* **QUOTED TEXT**
***
# Which Eheim should i go with?



## Umbilical Syllables (Dec 16, 2004)

I've got a 55 gallon (standard 48x12 footprint), home to two 5 inch reds and one 14 inch common pleco, with a penguin 330 biowheel and a maxijet 1200. The penguin is really starting to annoy me, since its loud as hell and isn't doing that great of a job. So now i'm looking into canisters and am stuck between the Eheim Ecco 2236 and the Eheim 2213. Anyone have experience with either, and which would you recommend? Btw, I'm looking for something quiet since its in my room. If anyone has suggestions on some quiet cannisters, it would be much appreciated.


----------



## galland (Nov 7, 2003)

If you can afford it, run the 2217. That thing should rock on your tank and would be the only filter you need. If you want the ultimate, get the 2028. Dead silent, push prime but 250 bucks. Can't go wrong with Eheim.


----------



## Umbilical Syllables (Dec 16, 2004)

I was looking at the 2028, but 250 is a little rich for my blood. I just want a kickass filter that'll do its job and keep quiet, and from what i've heard, Eheims are the sh*t.


----------



## EZmoney (May 13, 2004)

Go with a Rena XP3 for $99 from https://petsolutions.com/

Way better and less money than Eheims


----------
***
* **DATA RECORDS**

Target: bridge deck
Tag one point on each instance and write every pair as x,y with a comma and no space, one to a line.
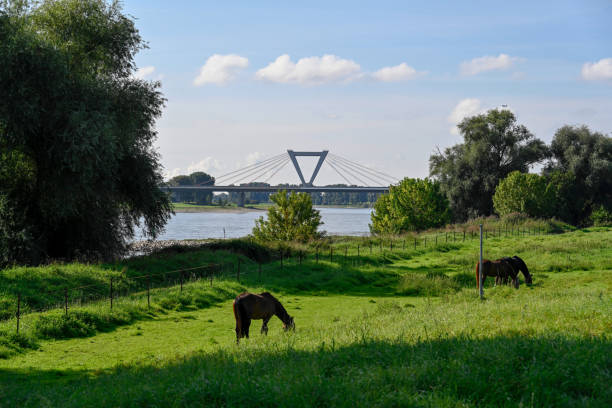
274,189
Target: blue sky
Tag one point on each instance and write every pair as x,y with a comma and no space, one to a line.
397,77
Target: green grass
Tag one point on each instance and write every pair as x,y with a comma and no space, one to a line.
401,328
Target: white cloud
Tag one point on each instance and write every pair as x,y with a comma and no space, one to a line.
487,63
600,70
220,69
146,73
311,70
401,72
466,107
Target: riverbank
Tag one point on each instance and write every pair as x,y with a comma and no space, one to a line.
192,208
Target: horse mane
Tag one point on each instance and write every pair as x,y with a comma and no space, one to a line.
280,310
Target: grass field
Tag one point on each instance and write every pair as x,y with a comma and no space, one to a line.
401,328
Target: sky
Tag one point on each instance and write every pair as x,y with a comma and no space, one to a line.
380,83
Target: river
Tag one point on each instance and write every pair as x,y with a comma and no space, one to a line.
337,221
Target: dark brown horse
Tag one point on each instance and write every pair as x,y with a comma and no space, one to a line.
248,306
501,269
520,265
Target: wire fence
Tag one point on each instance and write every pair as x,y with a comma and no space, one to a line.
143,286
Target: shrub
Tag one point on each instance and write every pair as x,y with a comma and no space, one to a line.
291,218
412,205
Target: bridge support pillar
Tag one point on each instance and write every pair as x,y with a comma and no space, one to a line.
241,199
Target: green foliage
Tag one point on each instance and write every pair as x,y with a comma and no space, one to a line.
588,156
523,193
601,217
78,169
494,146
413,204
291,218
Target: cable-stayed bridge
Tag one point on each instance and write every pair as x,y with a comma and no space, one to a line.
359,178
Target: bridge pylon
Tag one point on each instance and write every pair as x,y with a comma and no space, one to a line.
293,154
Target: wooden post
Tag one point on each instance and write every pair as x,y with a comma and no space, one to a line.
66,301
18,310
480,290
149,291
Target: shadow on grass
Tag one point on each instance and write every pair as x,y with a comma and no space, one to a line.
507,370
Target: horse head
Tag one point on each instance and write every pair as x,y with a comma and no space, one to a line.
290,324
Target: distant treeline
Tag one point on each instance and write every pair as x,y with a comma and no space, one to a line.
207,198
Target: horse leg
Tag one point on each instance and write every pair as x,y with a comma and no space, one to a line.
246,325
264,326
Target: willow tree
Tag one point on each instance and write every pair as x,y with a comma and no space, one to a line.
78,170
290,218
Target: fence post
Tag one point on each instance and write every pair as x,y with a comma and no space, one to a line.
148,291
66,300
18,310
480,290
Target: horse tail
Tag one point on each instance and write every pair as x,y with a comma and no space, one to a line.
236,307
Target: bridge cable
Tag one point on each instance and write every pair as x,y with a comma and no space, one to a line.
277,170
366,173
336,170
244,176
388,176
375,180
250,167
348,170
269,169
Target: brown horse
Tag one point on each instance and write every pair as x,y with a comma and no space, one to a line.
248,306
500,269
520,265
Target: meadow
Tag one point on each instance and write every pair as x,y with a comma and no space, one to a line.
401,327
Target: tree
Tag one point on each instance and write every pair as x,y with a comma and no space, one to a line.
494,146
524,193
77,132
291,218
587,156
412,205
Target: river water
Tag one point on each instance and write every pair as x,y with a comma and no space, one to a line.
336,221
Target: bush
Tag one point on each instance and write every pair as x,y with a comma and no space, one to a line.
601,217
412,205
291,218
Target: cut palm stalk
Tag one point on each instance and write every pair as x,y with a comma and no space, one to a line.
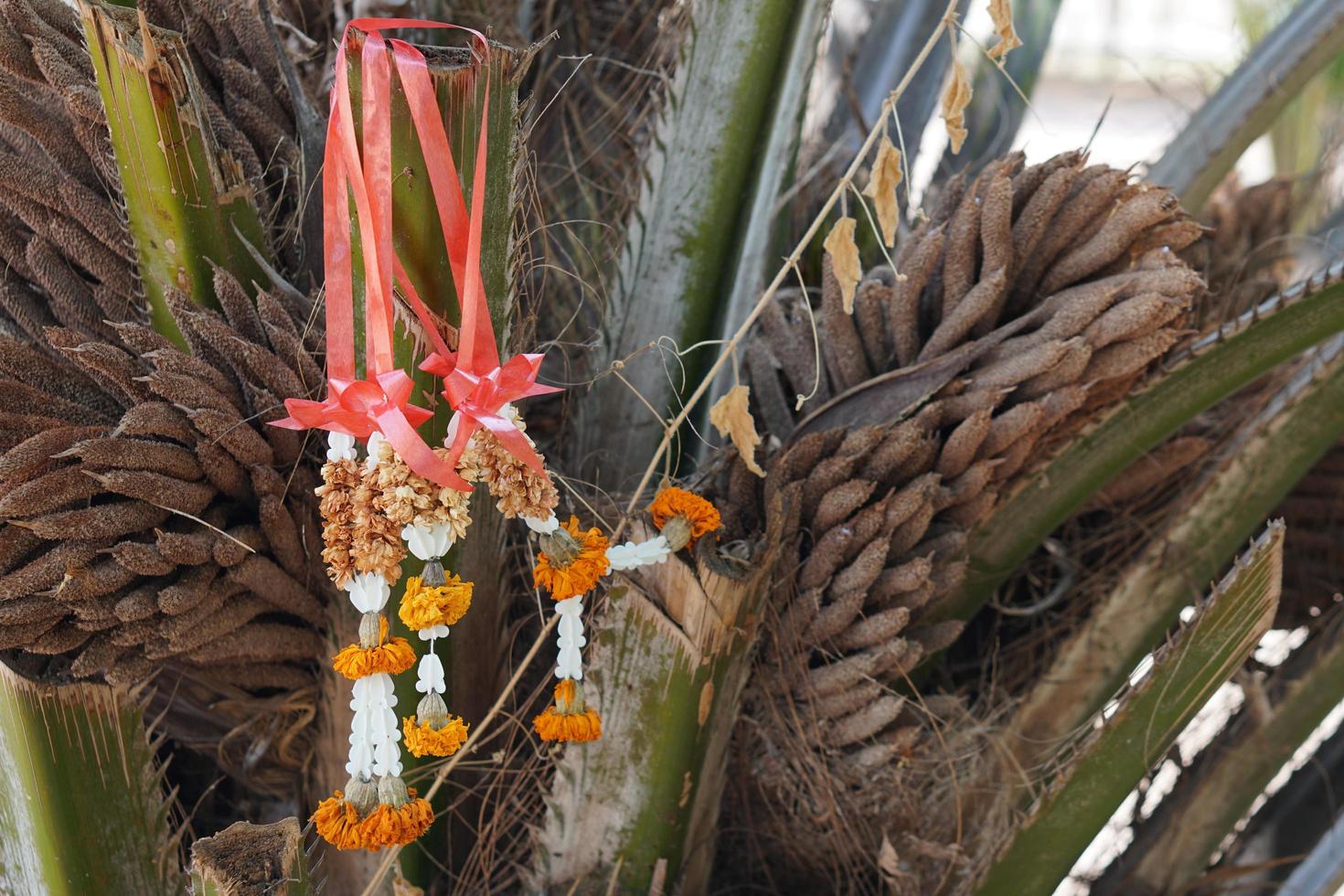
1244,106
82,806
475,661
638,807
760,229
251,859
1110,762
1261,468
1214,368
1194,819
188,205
***
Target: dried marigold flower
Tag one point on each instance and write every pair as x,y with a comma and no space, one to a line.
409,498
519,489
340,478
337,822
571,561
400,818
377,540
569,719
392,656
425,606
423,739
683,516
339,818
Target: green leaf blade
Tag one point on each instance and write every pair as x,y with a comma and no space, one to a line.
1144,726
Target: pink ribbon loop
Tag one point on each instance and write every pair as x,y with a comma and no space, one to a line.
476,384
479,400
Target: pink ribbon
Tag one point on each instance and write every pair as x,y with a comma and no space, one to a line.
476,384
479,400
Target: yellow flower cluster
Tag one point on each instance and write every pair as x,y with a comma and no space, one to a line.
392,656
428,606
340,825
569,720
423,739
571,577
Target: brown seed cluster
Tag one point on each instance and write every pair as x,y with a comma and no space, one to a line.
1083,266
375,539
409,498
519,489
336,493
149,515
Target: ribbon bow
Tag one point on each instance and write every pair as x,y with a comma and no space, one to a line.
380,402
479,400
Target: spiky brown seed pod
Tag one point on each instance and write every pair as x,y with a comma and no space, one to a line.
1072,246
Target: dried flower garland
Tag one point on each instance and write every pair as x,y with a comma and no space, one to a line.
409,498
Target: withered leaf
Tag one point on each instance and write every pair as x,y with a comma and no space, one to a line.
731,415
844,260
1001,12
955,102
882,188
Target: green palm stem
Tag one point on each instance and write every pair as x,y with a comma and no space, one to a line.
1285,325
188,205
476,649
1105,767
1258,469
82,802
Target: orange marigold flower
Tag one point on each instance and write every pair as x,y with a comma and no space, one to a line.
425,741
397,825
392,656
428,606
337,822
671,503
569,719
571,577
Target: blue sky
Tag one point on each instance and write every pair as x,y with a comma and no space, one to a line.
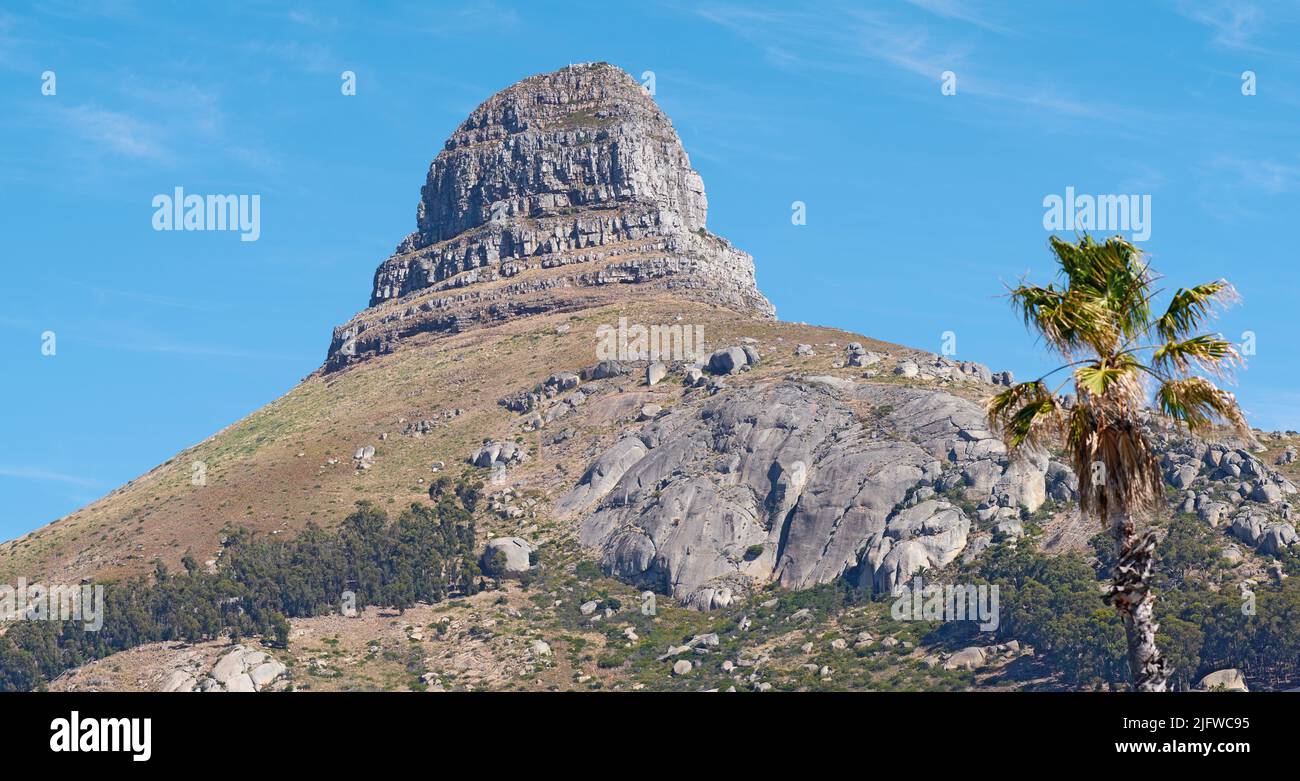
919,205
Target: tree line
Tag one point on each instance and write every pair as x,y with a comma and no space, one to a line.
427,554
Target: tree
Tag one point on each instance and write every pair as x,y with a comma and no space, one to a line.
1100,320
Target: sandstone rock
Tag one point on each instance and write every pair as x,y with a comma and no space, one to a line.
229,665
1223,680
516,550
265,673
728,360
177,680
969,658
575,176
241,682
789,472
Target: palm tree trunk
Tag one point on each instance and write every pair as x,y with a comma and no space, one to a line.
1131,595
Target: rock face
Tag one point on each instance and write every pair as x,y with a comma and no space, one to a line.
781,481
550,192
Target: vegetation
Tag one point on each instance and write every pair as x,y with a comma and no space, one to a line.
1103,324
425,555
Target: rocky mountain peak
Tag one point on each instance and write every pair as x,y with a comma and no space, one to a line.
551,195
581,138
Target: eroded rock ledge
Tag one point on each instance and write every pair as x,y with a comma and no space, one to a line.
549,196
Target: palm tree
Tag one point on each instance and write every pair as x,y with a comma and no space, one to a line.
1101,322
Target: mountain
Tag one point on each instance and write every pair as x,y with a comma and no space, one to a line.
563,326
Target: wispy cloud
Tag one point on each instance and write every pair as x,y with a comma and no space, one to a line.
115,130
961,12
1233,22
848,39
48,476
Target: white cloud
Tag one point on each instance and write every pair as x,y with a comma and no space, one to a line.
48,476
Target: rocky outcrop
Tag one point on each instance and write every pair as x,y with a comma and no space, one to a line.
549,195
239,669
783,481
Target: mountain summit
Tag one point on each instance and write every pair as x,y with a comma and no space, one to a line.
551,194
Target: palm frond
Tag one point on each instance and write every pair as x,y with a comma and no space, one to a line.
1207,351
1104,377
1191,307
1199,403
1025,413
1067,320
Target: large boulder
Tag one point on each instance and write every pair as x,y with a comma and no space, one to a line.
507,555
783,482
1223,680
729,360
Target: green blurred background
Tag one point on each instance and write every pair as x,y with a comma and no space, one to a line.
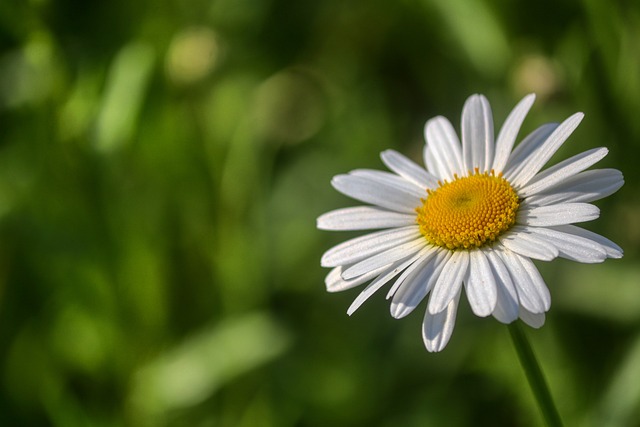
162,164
***
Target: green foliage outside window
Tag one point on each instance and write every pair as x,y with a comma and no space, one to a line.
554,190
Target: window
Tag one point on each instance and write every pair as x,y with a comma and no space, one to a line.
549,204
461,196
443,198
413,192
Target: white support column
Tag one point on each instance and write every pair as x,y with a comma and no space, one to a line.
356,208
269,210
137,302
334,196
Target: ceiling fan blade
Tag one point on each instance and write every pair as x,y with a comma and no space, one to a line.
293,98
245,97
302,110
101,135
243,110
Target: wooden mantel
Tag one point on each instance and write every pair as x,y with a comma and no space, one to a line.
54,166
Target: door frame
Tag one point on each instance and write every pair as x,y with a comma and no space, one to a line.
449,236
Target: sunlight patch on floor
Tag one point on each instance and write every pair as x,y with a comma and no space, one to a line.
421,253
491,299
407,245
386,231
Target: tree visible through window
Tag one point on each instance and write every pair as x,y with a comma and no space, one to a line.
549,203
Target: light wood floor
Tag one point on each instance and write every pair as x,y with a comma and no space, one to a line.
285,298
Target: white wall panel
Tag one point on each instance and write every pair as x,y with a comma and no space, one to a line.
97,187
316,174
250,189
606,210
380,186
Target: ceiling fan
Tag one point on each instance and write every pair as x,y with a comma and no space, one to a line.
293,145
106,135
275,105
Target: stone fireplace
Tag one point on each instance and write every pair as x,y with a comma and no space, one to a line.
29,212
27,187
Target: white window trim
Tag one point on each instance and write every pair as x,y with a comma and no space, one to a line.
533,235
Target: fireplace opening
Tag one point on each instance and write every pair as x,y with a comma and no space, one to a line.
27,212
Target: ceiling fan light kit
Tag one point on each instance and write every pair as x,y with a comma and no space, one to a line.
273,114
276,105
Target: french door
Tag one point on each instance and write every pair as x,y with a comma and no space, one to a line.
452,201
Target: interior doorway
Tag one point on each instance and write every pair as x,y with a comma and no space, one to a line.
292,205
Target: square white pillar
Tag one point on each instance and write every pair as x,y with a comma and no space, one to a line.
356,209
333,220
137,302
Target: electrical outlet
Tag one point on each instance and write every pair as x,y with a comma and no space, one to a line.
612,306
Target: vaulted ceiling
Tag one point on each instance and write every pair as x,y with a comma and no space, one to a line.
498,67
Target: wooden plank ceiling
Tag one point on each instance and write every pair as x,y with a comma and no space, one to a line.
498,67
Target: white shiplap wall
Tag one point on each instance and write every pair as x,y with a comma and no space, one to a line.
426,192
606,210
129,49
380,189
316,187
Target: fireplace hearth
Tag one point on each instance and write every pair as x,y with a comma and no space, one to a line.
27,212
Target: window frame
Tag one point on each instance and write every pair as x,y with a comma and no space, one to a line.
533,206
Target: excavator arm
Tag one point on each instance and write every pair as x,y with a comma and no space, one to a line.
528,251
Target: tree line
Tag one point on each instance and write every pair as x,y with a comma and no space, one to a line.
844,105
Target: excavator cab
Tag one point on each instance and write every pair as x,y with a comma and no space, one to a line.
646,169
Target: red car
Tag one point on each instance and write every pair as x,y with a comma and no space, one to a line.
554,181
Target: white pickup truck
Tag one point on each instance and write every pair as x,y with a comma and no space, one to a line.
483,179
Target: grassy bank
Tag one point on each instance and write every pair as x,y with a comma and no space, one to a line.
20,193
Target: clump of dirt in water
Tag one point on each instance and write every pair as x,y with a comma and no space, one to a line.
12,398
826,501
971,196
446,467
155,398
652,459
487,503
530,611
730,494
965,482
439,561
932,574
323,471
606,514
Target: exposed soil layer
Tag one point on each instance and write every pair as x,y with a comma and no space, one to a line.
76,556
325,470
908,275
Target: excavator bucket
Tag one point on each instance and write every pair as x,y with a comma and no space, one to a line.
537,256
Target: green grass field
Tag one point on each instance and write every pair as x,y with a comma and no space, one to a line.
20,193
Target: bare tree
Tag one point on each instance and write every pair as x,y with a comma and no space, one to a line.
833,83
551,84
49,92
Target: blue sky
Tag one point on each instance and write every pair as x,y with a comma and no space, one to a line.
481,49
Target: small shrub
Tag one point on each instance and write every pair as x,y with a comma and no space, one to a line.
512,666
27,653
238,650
***
* **GIVEN EXERCISE**
Please rewrite everything in the forum thread from "I've got a 55" down to "wrong with Eheim.", with "penguin" changed to "hang-on filter" throughout.

* **RESULT FOR THIS TASK**
I've got a 55 gallon (standard 48x12 footprint), home to two 5 inch reds and one 14 inch common pleco, with a hang-on filter 330 biowheel and a maxijet 1200. The hang-on filter is really starting to annoy me, since its loud as hell and isn't doing that great of a job. So now i'm looking into canisters and am stuck between the Eheim Ecco 2236 and the Eheim 2213. Anyone have experience with either, and which would you recommend? Btw, I'm looking for something quiet since its in my room. If anyone has suggestions on some quiet cannisters, it would be much appreciated.


----------



## galland (Nov 7, 2003)

If you can afford it, run the 2217. That thing should rock on your tank and would be the only filter you need. If you want the ultimate, get the 2028. Dead silent, push prime but 250 bucks. Can't go wrong with Eheim.